━━ Record set

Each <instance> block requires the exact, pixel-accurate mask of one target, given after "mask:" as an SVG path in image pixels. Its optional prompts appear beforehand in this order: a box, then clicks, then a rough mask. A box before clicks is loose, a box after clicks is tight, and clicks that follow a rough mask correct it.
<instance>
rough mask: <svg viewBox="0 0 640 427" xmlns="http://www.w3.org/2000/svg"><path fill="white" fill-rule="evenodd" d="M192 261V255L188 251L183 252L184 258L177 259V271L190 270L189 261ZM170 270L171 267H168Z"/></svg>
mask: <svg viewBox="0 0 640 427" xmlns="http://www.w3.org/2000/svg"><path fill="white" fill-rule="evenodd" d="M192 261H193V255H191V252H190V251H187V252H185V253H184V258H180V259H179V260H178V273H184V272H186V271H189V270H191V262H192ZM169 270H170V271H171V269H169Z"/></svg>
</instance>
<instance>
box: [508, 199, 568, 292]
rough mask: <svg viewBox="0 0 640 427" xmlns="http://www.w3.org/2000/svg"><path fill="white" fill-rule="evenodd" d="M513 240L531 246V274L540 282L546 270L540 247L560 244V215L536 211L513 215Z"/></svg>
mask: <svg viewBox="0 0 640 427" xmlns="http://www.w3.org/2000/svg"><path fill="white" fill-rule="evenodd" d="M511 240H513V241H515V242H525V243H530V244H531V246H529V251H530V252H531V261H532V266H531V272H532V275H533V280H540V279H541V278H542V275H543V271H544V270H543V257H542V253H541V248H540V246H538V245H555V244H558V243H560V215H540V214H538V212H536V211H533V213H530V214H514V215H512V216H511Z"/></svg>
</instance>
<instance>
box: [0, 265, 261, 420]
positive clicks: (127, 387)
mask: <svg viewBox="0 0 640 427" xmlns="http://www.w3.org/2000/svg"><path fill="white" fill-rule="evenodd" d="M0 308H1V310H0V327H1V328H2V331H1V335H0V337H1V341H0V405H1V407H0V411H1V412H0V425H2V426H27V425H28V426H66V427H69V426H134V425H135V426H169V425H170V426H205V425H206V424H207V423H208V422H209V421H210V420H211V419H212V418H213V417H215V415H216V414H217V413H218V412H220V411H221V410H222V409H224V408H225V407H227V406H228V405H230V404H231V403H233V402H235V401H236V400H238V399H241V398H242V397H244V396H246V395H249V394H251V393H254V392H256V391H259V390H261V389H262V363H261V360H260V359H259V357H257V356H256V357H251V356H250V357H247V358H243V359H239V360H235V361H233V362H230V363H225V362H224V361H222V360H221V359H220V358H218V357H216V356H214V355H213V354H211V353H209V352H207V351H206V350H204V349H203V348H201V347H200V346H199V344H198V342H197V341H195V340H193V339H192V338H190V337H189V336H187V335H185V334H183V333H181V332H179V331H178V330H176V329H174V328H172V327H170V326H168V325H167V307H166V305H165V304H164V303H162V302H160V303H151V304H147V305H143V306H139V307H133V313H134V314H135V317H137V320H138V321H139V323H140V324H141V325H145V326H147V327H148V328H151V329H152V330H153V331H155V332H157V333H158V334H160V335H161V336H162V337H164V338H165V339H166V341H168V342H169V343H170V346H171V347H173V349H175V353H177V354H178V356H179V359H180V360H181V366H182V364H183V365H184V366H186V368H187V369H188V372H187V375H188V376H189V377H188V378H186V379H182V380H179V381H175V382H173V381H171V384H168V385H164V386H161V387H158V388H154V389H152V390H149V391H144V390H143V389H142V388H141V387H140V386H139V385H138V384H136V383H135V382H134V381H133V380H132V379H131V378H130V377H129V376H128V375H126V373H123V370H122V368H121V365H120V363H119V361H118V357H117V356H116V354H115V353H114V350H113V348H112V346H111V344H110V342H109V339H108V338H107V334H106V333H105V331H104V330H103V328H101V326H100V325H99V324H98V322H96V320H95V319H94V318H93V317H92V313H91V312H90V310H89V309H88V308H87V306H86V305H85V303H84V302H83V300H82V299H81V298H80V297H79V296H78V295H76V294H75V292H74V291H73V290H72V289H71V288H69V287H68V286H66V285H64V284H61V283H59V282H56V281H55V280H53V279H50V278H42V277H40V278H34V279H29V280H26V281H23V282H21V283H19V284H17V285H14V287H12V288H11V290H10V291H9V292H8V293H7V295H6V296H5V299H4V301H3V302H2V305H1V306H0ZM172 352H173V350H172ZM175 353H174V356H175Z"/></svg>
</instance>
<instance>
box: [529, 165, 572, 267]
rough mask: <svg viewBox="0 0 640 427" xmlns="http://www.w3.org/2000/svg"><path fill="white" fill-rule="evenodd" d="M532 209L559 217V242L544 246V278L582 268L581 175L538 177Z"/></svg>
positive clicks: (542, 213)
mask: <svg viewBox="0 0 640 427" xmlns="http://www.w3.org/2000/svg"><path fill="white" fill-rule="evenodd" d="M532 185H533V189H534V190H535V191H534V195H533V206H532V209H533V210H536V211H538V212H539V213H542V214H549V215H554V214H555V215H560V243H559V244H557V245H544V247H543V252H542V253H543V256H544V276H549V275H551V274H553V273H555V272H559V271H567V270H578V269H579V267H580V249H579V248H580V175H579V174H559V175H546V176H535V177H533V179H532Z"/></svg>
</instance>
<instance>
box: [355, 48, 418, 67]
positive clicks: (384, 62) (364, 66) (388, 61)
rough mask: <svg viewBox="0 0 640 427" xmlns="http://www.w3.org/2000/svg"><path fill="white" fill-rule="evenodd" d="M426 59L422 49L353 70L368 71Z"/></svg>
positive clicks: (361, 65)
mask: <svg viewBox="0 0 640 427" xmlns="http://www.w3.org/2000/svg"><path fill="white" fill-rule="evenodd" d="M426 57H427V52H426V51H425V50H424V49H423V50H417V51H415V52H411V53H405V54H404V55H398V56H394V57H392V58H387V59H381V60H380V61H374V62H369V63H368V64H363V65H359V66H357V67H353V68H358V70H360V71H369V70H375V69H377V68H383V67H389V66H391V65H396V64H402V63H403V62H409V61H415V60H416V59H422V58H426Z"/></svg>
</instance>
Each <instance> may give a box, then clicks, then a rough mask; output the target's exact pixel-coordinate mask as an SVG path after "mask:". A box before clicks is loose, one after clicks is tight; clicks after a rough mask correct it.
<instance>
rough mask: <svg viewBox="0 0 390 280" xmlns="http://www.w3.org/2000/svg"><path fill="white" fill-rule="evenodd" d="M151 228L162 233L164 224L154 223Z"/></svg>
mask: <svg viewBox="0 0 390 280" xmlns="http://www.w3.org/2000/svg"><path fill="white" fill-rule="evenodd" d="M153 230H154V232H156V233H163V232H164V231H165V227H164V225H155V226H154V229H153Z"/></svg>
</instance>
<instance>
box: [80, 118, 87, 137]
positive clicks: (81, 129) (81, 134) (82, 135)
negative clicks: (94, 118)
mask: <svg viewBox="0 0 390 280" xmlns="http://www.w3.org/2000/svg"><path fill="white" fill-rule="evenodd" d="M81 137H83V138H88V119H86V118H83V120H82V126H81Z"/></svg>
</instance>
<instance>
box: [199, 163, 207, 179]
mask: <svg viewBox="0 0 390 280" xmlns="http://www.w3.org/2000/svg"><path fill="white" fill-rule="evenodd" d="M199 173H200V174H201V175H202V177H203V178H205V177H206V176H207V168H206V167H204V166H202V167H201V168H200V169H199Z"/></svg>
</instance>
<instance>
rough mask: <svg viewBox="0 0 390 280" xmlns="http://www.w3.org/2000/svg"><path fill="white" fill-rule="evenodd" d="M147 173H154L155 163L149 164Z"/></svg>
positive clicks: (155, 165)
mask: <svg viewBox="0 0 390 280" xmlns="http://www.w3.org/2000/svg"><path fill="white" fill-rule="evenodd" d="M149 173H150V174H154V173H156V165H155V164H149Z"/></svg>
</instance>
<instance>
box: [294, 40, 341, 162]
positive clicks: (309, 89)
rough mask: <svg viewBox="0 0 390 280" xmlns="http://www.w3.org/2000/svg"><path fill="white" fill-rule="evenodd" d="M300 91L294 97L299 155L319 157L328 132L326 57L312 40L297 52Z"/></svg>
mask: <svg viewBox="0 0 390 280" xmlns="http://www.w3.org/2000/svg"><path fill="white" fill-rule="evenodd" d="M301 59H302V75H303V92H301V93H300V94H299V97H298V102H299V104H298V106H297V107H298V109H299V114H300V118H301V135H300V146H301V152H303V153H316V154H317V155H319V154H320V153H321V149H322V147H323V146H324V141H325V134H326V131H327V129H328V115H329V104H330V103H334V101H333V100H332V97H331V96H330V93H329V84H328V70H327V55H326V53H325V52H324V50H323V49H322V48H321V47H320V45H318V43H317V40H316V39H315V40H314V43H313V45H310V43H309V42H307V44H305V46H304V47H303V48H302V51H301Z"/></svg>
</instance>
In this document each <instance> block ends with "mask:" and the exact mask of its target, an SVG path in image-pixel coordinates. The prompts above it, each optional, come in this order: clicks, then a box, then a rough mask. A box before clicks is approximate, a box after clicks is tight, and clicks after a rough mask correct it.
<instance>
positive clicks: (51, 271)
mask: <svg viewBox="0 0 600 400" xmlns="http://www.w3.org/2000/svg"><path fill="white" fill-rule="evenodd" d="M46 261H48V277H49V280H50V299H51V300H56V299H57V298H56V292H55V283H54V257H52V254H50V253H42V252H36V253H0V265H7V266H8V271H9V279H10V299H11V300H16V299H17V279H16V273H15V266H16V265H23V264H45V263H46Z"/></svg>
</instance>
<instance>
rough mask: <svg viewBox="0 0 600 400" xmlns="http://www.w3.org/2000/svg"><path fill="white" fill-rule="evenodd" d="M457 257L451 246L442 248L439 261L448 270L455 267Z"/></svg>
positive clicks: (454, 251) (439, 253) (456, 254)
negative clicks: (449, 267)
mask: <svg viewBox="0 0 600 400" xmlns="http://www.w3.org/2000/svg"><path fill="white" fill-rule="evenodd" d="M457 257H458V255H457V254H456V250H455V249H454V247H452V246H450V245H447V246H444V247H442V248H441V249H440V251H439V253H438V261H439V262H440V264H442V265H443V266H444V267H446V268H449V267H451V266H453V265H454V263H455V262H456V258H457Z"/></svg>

━━━━

_Problem to work on_.
Pick out every line of the records that contains the word "negative" and copy it out, matching upper and lower case exactly.

_Response_.
negative clicks: (94, 118)
negative clicks: (449, 267)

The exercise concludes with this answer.